## やること
**a.** 下の本文の研究方法では、各地研が、O157以外の血清型の出血性大腸菌に焦点を当てた検査を行うとしています。本文に書かれている理由を1〜3文で説明してください。
**b.** 下の本文の「2。CDC, WHO及び諸外」から「発症状況との比較検討を行う)」までを、一字も変えずに書き写してください。
**c.** 下にあるO157感染症の研究報告の文章を、最後の文の続きから書き進めてください。

## 本文
-*-
O157感染症の菌学的特性に基づく動向調査に関する研究

文献情報

文献番号
199800468A
報告書区分
総括
研究課題名
O157感染症の菌学的特性に基づく動向調査に関する研究
課題番号
-
研究年度
平成10(1998)年度
研究代表者(所属機関)
渡辺 治雄(国感染症研究所)
研究分担者(所属機関)
  • 村山尚子(山形県衛生研究所)
  • 鈴木重任(東京都立衛生研究所)
  • 庄田文夫(石川県保健環境センター)
  • 江部高宏(大阪府公衆衛生研究所)
  • 井上博雄(愛媛県立衛生研究所)
  • 牧野芳大(大分県衛生環境研究センター)
研究区分
厚生科学研究費補助金 先端的厚生科学研究分野 新興・再興感染症研究事業
研究開始年度
平成9(1997)年度
研究終了予定年度
平成11(1999)年度
研究費
27,000,000円
研究者交替、所属機関変更
-

研究報告書(概要版)

研究目的
O157感染症は,日本ばかりでなく特に先進国といわれる国々で近年問題となってきている。WHOはこの事態を注目し,1997年5月に専門家による緊急会議を開催し,いくつかの提言を行っている。1)世界規模での発生状況の実態調査と監視体制の強化,2)DNA解析等の分子疫学的手法を用いての菌の性状解析と疫学調査への応用,等の事項を挙げている。我が国における当該感染症の実態も1996年度と同様1997、1998年度もかなりの発生例がみられ,依然として発生動向に注意していかなければならない状況にある。感染症のグローバル化が叫ばれている現在,我が国の監視体制も科学的データに基づいた疫学調査を基盤にし,世界とのコミニュケーションを図っていく必要性がある。本研究は,分子疫学的手法を用いて患者及び食材から分離されるO157菌の特性を解析し,疫学調査に資するとともに,予防対策に結び付けるところにある。
研究方法
A) 感染研における研究
1。地研から送付される菌株の分子疫学的解析により、O157およびその他の血清型 の出血性大腸菌の地域的及び経時的動向の解析を行う。各地研に解析結果を迅速に還元し、地域を越えた集団発生および散発型集団発生の迅速なる把握をはかり、対策に結びつける。
2。CDC, WHO及び諸外国の機関との情報交換、および菌株の解析結果の検討を行い、各国を越えた世界的レベルでの腸管出血性大腸菌の移動、伝播を解析する。国を越えての移動を未然にあるいは最小限にくい止める方策を検討する。
3。 代表的菌株の病原因子(志賀毒素遺伝子、eae遺伝子等の塩基配列、発現等を検討し、病原性と患者発症状況との比較検討を行う)  
B) 各地研における研究
1。腸管出血性大腸菌の分離・収集
下痢患者からの分離を行い、血清型、毒素型、生物型等の菌学的特性を調べる。O157以外(O111, O26等)の血清型の出血性大腸菌の増加が見られるので、そこ に焦点を当てた検査を行い、実態を把握する。
-*-
## データ
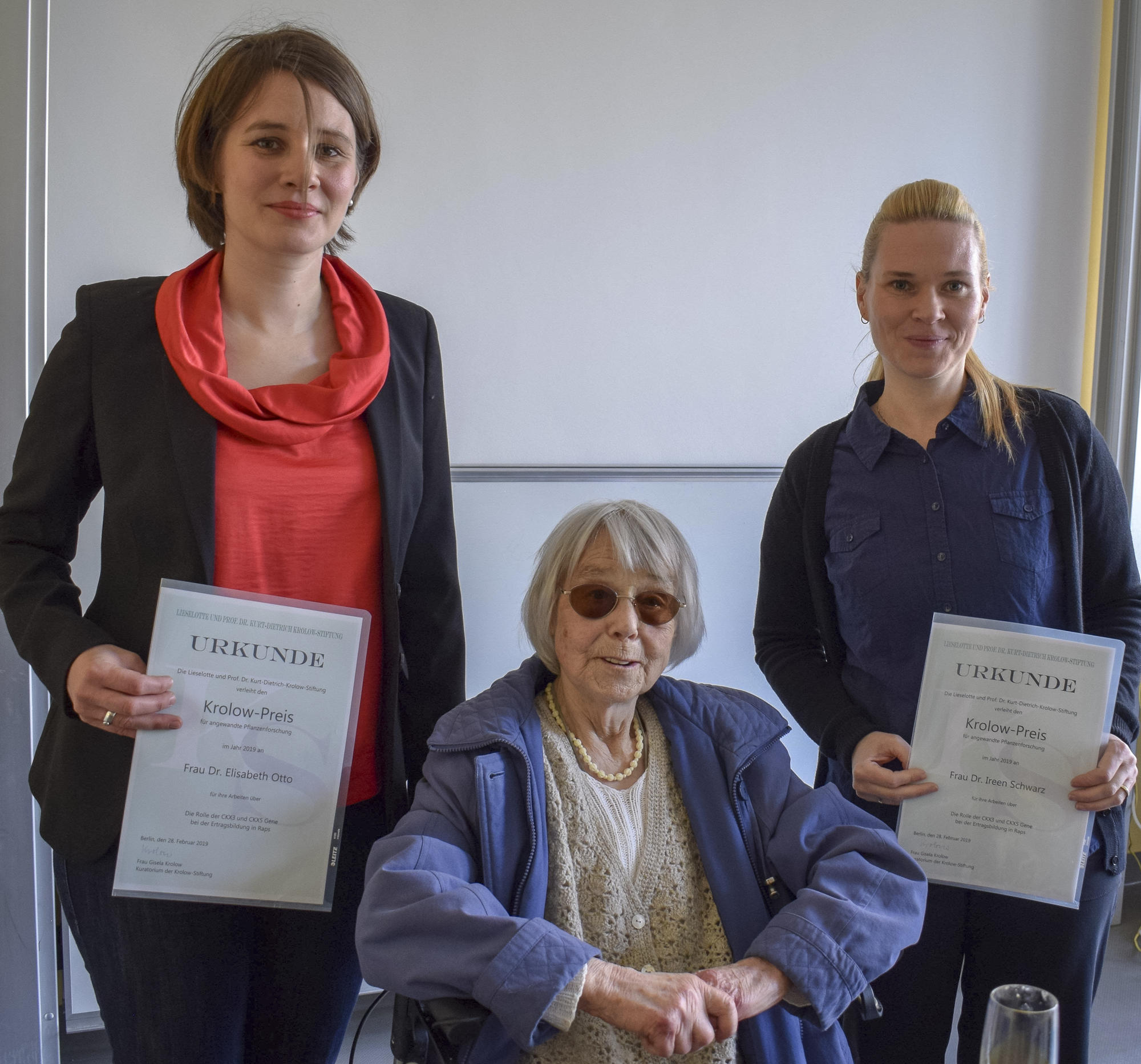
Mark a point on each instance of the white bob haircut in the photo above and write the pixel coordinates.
(644, 540)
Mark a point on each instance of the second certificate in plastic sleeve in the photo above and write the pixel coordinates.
(1008, 715)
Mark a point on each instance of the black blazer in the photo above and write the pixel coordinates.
(110, 412)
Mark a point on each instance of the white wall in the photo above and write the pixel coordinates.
(637, 224)
(648, 211)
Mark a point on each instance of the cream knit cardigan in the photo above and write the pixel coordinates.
(661, 919)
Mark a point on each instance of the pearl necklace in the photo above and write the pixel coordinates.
(588, 760)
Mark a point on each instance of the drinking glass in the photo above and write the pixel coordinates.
(1022, 1026)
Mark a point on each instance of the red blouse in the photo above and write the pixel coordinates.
(297, 497)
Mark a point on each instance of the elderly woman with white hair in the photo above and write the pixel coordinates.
(619, 864)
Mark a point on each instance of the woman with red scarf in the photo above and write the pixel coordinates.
(262, 420)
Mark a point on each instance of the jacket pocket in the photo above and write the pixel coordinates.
(853, 533)
(1022, 522)
(855, 561)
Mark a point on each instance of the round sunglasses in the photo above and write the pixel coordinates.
(595, 601)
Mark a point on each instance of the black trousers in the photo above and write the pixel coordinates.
(984, 941)
(199, 983)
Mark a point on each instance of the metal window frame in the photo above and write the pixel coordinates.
(1118, 360)
(29, 990)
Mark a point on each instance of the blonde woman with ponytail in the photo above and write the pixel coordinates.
(949, 490)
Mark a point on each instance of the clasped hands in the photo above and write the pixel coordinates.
(1103, 788)
(675, 1013)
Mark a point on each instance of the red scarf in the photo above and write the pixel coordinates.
(189, 312)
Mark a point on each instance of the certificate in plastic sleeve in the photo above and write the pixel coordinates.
(245, 802)
(1008, 715)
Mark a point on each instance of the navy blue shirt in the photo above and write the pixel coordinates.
(958, 528)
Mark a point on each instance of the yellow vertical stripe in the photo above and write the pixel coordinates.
(1094, 284)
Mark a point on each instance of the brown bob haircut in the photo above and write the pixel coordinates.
(223, 83)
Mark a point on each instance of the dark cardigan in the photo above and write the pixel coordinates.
(798, 641)
(110, 414)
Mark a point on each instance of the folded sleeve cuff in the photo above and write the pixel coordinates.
(561, 1013)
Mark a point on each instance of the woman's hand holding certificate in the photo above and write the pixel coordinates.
(1009, 715)
(109, 689)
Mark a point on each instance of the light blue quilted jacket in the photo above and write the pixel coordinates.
(455, 897)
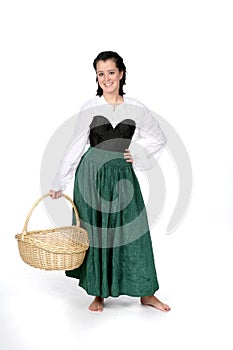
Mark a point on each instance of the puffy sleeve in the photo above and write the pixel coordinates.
(152, 141)
(73, 153)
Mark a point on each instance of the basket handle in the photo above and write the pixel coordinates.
(38, 201)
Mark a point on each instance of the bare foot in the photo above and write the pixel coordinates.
(97, 304)
(155, 302)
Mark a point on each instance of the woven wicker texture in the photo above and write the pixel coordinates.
(62, 248)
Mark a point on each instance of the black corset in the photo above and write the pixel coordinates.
(103, 135)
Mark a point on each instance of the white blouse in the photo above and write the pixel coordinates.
(148, 139)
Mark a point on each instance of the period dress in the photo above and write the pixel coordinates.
(107, 194)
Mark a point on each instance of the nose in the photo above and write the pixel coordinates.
(106, 78)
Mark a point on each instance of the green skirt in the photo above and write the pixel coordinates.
(120, 258)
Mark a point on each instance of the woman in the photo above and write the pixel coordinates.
(106, 190)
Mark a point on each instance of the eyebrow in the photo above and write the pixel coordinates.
(109, 70)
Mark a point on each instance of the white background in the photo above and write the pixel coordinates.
(179, 58)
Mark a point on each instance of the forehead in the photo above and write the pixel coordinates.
(106, 65)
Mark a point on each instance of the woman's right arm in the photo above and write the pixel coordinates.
(71, 159)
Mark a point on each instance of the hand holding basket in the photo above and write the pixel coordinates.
(61, 248)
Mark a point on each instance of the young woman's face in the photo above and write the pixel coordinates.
(108, 76)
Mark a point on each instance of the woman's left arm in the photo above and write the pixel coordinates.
(153, 141)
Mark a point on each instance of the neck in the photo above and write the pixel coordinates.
(113, 99)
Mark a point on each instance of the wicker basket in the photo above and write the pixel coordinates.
(61, 248)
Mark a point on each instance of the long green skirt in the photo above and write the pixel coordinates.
(120, 258)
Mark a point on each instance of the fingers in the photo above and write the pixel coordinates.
(127, 156)
(55, 195)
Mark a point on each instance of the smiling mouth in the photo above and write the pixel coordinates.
(108, 84)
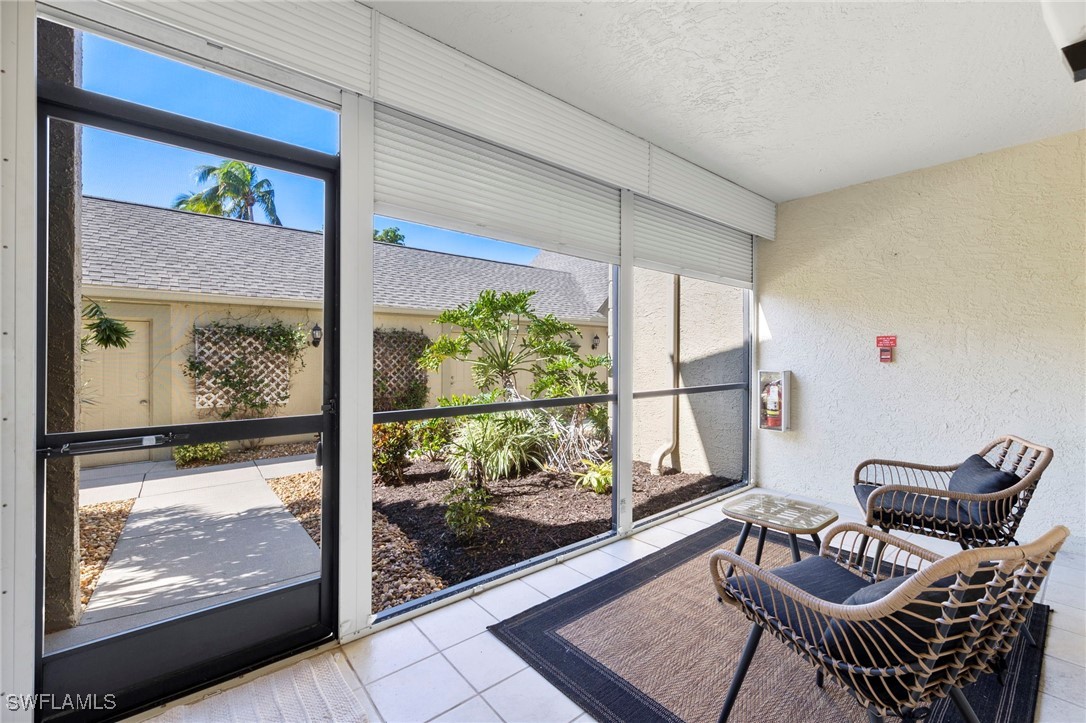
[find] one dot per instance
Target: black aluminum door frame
(156, 662)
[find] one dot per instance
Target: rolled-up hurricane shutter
(428, 174)
(670, 240)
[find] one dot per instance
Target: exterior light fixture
(1066, 23)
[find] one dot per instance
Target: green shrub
(391, 445)
(431, 438)
(497, 446)
(185, 454)
(595, 477)
(466, 514)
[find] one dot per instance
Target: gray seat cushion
(939, 509)
(816, 575)
(976, 477)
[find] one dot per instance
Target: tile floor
(444, 666)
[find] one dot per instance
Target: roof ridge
(200, 215)
(478, 258)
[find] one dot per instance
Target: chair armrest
(878, 472)
(848, 544)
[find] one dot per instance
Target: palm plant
(501, 335)
(236, 191)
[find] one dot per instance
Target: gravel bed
(301, 495)
(532, 515)
(99, 528)
(399, 572)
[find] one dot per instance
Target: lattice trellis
(395, 365)
(218, 347)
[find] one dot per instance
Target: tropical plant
(236, 190)
(102, 330)
(466, 511)
(501, 335)
(431, 438)
(595, 477)
(496, 446)
(392, 443)
(390, 236)
(185, 454)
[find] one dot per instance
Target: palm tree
(235, 191)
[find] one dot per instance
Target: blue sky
(126, 168)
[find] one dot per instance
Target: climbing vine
(243, 370)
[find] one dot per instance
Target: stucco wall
(710, 352)
(977, 266)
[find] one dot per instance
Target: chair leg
(963, 707)
(739, 547)
(745, 659)
(794, 544)
(761, 543)
(878, 559)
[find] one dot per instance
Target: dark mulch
(532, 515)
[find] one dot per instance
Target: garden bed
(531, 516)
(416, 554)
(266, 452)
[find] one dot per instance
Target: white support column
(17, 356)
(622, 353)
(356, 364)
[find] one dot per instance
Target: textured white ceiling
(785, 99)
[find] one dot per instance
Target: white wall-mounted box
(774, 400)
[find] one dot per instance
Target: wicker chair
(898, 631)
(942, 502)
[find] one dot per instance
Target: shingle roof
(592, 277)
(136, 246)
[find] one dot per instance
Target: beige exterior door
(117, 391)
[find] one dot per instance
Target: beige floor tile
(684, 525)
(1064, 595)
(595, 563)
(708, 515)
(1063, 680)
(1066, 646)
(630, 549)
(659, 536)
(483, 660)
(556, 580)
(528, 697)
(419, 692)
(475, 710)
(454, 623)
(388, 650)
(1069, 619)
(1051, 709)
(509, 598)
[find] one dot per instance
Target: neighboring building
(164, 271)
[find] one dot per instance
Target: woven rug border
(610, 698)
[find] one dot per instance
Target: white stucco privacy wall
(977, 266)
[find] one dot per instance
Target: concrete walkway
(193, 538)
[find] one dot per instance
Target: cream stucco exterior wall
(710, 352)
(169, 395)
(977, 266)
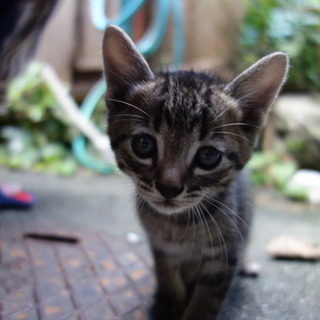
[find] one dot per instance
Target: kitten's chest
(185, 240)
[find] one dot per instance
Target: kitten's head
(183, 136)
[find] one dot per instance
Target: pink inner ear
(124, 65)
(260, 84)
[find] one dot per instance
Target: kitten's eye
(208, 158)
(144, 146)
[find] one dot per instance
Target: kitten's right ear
(124, 66)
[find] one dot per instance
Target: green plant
(35, 133)
(275, 170)
(292, 26)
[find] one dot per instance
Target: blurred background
(38, 133)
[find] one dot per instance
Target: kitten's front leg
(170, 296)
(210, 292)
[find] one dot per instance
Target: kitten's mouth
(167, 206)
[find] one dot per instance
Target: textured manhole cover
(61, 275)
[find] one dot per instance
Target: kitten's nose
(169, 192)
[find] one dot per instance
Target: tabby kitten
(184, 138)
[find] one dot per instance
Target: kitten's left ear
(256, 88)
(124, 66)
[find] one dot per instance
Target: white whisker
(129, 104)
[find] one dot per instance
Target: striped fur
(184, 138)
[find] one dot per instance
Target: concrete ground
(104, 277)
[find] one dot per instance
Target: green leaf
(281, 172)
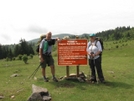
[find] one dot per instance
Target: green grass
(117, 68)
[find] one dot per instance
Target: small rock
(12, 96)
(14, 75)
(2, 97)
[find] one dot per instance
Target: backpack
(101, 42)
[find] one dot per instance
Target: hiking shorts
(48, 61)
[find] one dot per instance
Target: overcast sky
(28, 19)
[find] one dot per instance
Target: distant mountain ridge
(54, 36)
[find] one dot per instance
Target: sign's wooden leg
(67, 71)
(77, 68)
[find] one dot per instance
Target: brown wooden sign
(72, 52)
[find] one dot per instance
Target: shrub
(31, 56)
(13, 58)
(20, 57)
(117, 46)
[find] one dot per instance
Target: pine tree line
(12, 51)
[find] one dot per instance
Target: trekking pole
(33, 74)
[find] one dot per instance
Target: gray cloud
(37, 29)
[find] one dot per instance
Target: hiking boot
(55, 79)
(45, 79)
(101, 81)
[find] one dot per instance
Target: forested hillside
(11, 51)
(117, 34)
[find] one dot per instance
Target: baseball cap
(92, 35)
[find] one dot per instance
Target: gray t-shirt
(47, 49)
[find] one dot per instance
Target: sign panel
(72, 52)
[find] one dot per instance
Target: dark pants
(95, 65)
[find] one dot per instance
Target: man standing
(94, 50)
(46, 57)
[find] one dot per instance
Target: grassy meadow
(117, 65)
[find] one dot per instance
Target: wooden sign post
(72, 52)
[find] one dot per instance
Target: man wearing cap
(46, 57)
(93, 50)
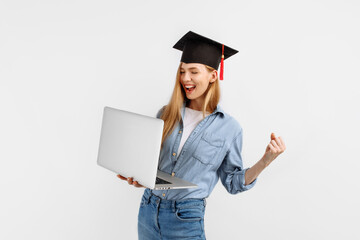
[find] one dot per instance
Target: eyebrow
(191, 68)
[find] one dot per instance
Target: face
(195, 79)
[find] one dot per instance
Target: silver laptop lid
(130, 144)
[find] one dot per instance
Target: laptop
(130, 146)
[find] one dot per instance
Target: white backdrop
(296, 74)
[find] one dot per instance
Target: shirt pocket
(208, 148)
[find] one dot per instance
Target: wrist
(266, 161)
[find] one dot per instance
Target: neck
(195, 104)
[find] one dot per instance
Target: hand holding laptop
(130, 181)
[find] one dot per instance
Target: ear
(213, 76)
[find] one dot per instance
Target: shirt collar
(218, 109)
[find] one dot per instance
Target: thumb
(272, 136)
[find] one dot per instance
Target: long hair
(171, 113)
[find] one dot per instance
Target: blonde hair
(171, 112)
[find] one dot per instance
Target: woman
(201, 143)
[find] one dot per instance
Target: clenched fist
(273, 149)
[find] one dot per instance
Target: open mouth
(189, 89)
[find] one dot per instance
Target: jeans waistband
(163, 203)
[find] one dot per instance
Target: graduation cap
(200, 49)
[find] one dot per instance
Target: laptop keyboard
(161, 181)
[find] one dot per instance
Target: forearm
(252, 173)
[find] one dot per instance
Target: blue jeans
(167, 219)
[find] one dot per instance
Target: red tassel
(222, 64)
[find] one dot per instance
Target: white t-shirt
(191, 119)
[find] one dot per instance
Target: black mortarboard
(199, 49)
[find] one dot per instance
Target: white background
(296, 74)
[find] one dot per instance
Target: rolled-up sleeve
(231, 171)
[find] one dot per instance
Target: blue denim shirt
(212, 151)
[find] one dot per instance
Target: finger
(278, 142)
(121, 177)
(272, 136)
(272, 149)
(282, 142)
(136, 184)
(273, 142)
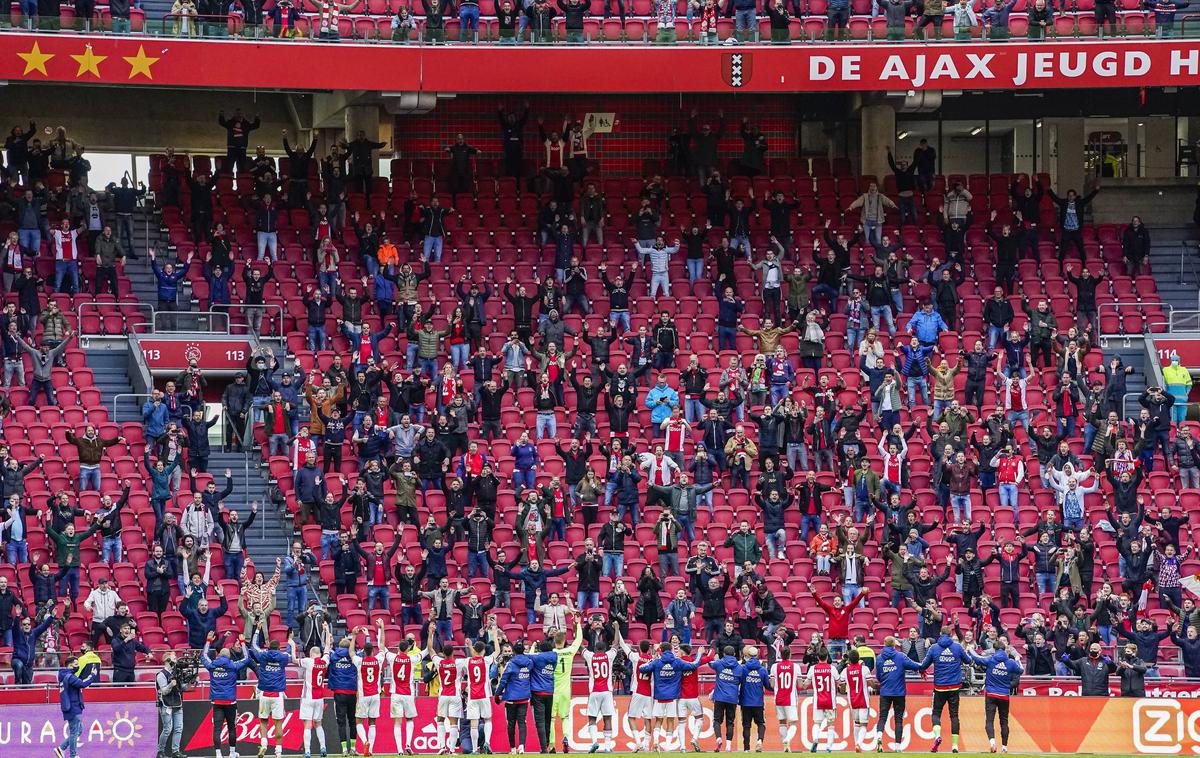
-*-
## 答え
**a.** O157以外(O111、O26など)の血清型の出血性大腸菌が増えているからです。そのため、これらに焦点を当てた検査を行い、実態をつかもうとしています。

**b.**
2。CDC, WHO及び諸外国の機関との情報交換、および菌株の解析結果の検討を行い、各国を越えた世界的レベルでの腸管出血性大腸菌の移動、伝播を解析する。国を越えての移動を未然にあるいは最小限にくい止める方策を検討する。
3。 代表的菌株の病原因子(志賀毒素遺伝子、eae遺伝子等の塩基配列、発現等を検討し、病原性と患者発症状況との比較検討を行う)

**c.**
健康保菌者がかなり存在することが予想される。その実態調査を継続して行う。健康保菌者から分離される菌と下痢患者から分離される菌との間に菌学的及び遺伝学的差が存在するのかどうかについて解析する。
治療に抗菌薬が使われているので、耐性菌の出現が予想される。経時的に耐性菌 の出現動向を調査する。KBディスク検査法で全国レベルの薬剤耐性調査を行う
2。腸管出血性大腸菌感染症の感染源調査
食品(食肉、生野菜等)、環境材料(河川水、下水等)、家畜および愛玩動物(牛、犬等)から腸管出血性大腸菌の分離を行い、人由来株との比較検討を行い、腸管出血性大腸菌感染症の感染源としての意義を調査研究する。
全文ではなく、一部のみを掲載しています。